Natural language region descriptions

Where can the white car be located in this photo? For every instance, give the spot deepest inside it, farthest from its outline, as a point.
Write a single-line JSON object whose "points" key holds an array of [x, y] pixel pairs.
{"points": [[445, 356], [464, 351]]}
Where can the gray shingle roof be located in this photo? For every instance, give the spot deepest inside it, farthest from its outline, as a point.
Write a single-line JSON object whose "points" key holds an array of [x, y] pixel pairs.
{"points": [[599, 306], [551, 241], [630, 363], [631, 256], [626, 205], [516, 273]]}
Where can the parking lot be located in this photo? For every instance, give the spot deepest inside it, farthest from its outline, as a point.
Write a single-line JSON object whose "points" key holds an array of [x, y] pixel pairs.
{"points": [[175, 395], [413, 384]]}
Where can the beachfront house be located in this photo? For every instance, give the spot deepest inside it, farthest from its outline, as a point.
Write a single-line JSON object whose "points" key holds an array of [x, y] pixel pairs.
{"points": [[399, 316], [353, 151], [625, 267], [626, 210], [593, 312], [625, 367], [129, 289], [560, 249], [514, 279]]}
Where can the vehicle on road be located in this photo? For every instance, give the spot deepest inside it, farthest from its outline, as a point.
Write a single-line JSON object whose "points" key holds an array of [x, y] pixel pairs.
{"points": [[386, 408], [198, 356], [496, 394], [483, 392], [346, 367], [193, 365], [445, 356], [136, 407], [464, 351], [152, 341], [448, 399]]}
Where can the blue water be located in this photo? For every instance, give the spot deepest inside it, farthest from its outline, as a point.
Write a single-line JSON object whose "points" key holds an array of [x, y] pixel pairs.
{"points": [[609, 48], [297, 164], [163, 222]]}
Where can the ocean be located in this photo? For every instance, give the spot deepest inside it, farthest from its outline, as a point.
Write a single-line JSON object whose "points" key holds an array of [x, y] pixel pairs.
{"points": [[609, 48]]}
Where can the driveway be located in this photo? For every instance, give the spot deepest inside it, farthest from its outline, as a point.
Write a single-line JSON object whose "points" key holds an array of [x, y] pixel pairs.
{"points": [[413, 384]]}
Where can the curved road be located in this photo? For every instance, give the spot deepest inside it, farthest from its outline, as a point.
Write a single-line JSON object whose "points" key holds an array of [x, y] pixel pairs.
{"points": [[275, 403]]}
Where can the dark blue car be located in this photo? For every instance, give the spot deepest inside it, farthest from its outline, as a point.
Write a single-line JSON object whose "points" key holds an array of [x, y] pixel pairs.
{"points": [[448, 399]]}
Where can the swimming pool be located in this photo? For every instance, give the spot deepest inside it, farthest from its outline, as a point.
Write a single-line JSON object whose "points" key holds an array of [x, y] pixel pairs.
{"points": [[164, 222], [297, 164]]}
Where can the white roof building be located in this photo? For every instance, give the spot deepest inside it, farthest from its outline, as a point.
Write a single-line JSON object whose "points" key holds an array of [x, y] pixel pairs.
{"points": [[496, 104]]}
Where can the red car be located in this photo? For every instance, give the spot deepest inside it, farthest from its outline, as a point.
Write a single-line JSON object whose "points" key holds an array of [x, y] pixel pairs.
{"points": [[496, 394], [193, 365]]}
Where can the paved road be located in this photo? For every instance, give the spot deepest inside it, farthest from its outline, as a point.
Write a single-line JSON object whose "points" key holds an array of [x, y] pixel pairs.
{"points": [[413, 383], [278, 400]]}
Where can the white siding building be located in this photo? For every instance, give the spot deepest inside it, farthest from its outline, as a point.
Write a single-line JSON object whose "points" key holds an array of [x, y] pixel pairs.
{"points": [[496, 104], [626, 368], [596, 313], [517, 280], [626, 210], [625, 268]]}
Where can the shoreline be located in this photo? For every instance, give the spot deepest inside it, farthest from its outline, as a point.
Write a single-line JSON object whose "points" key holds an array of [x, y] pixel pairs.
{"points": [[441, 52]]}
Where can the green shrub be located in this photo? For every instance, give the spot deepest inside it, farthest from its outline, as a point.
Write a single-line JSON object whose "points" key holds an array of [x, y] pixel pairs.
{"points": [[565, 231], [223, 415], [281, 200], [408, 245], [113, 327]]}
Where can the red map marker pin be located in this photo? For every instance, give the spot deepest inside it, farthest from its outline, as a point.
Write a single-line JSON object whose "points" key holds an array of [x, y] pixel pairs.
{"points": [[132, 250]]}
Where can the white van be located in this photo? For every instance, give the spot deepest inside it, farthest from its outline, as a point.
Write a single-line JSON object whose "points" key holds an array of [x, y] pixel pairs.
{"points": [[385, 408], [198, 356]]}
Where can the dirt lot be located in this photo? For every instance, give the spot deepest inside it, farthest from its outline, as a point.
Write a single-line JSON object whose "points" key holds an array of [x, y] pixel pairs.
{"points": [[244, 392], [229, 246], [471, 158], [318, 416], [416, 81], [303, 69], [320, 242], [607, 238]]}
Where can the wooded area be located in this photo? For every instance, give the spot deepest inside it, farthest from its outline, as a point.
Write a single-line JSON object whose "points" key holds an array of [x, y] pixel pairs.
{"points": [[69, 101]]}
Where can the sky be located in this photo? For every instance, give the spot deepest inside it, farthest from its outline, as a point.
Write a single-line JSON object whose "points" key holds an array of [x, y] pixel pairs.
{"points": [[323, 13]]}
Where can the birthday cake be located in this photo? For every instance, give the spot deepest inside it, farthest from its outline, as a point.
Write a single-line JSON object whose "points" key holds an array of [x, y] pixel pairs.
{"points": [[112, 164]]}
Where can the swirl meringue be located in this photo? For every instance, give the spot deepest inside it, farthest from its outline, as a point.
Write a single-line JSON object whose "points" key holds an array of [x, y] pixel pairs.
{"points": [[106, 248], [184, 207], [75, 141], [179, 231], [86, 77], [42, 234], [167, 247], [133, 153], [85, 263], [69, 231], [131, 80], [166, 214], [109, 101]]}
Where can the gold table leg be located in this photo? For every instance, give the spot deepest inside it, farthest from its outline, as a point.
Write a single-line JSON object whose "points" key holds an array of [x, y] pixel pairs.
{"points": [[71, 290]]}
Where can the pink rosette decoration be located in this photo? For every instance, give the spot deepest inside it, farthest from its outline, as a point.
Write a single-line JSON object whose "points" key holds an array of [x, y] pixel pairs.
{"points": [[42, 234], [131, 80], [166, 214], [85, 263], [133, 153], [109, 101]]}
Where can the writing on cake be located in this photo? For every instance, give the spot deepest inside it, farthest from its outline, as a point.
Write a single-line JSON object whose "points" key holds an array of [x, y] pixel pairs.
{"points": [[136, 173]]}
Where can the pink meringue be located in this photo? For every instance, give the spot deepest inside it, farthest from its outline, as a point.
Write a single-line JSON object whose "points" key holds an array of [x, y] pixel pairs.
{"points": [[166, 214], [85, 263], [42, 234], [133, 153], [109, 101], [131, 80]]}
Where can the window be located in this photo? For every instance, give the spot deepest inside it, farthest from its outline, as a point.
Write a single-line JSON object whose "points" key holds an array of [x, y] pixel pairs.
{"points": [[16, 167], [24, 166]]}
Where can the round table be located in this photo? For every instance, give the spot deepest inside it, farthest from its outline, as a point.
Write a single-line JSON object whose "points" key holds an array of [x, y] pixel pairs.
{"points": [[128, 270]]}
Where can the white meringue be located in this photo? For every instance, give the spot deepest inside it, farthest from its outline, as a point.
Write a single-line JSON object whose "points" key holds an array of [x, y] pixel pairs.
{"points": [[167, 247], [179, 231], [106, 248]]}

==

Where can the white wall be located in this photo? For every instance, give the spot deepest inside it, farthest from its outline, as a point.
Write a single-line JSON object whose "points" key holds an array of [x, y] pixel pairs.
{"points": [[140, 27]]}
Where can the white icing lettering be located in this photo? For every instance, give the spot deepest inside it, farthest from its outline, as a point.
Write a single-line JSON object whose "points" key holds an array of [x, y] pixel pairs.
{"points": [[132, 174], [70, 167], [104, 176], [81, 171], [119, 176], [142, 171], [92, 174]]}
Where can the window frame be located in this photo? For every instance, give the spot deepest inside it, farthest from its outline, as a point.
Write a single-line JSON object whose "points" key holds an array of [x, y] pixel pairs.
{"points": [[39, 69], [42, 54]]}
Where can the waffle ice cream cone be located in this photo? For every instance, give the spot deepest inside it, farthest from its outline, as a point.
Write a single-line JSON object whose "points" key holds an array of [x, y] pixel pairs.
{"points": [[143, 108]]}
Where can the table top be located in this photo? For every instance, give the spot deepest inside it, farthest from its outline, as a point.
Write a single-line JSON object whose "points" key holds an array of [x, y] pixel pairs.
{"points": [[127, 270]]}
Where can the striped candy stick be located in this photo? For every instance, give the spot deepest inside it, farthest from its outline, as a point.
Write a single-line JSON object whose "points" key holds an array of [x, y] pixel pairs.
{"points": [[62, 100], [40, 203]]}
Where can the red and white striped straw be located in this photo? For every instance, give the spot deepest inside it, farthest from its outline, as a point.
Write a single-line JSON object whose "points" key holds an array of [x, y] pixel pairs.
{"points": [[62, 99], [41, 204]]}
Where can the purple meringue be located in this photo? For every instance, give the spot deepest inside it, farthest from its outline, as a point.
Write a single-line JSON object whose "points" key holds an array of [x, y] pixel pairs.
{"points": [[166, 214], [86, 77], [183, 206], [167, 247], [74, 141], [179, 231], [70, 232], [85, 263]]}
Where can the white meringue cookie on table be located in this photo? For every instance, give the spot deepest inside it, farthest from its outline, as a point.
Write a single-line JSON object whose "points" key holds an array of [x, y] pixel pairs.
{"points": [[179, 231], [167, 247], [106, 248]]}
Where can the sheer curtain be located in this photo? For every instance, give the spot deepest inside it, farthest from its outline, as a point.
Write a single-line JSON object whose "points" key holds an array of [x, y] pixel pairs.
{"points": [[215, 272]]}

...

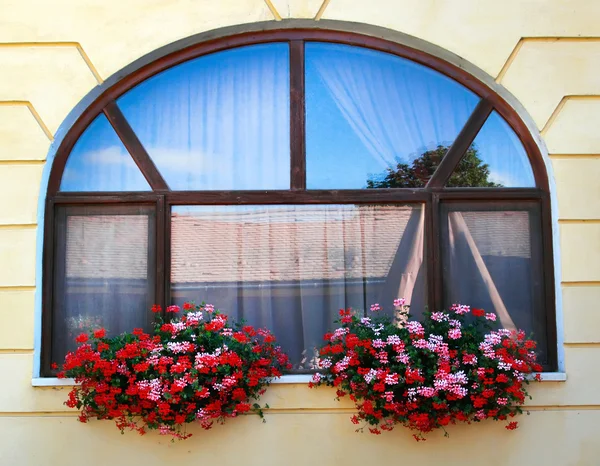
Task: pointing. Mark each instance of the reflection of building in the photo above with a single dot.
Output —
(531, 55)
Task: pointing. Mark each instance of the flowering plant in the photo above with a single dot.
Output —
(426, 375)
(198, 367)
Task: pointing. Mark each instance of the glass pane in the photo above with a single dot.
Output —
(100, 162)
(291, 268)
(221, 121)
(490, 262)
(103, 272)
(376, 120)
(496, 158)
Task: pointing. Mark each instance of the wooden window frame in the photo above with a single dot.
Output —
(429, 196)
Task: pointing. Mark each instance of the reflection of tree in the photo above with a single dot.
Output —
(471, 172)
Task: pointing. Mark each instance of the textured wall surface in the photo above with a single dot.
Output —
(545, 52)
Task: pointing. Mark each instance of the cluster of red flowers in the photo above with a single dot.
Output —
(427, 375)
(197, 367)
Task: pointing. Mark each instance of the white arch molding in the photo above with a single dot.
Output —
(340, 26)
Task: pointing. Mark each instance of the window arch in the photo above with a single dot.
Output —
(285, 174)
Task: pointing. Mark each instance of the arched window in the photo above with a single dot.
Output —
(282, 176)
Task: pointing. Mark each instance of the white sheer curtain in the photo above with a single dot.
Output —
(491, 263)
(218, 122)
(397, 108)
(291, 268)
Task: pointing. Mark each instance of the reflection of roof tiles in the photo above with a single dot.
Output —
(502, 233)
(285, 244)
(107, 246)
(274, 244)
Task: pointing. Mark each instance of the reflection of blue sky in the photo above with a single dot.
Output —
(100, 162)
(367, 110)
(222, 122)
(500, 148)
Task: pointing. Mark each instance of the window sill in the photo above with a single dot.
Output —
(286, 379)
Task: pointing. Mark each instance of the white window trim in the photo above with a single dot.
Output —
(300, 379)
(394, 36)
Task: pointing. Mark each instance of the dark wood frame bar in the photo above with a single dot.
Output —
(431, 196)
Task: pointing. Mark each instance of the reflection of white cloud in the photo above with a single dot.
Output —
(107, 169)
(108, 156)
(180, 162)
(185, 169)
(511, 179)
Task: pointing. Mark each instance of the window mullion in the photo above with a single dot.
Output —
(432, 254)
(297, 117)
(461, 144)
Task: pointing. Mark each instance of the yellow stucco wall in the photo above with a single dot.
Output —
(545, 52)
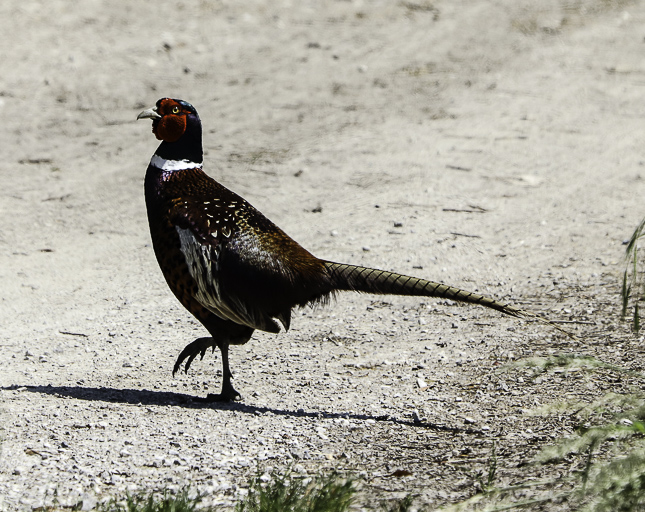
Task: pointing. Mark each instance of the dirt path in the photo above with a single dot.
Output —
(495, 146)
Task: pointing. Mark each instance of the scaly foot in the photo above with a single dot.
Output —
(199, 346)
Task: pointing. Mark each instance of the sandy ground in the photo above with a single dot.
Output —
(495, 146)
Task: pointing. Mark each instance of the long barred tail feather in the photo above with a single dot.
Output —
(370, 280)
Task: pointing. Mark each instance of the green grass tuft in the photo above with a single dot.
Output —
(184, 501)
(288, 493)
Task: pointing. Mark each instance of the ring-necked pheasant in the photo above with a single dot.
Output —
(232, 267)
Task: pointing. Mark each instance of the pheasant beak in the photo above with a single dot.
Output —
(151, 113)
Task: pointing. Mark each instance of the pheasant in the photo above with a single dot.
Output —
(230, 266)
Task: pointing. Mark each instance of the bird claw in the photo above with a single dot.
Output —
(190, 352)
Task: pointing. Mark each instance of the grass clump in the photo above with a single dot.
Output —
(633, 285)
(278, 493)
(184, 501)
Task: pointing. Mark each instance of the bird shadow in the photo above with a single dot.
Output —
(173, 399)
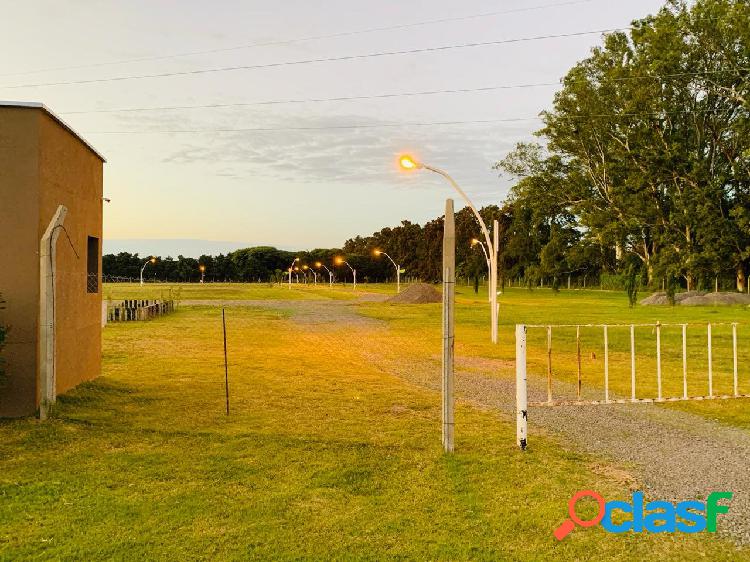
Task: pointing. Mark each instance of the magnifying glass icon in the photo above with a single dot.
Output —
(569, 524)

YOUR INSTRUCTIONS
Find the line with "Where can the white car" in the entries above. Retype it and each line after it, exactly, through the line with "Where can the beachfront", and stop there.

WRITTEN ANSWER
Where can the white car be located in this photo? For every instance, give the spot deepest inside it, farthest from its outline, as a point.
Write a single-line JSON object whose "points" key holds an array of [x, y] pixel pairs.
{"points": [[445, 356], [464, 351]]}
Where can the gray shingle roof be located in this photo? For every instance, give the spot deepest inside it, farthest from its outline, as a point.
Write a single-line JSON object whose "points" key holds an array of [x, y] pixel pairs.
{"points": [[599, 306], [551, 241], [630, 363], [631, 256], [626, 205], [516, 273]]}
Where can the parking lot be located in this photo? For every instance, give the spot deepest inside it, farthest from its outline, as a point.
Write a single-line JSON object whose "points" key holds an array of [x, y] pixel pairs.
{"points": [[175, 395], [413, 384]]}
Where can the beachfront house be located in this photo? For every instance, give the spot deepest inside it, farthest from its outline, as a point.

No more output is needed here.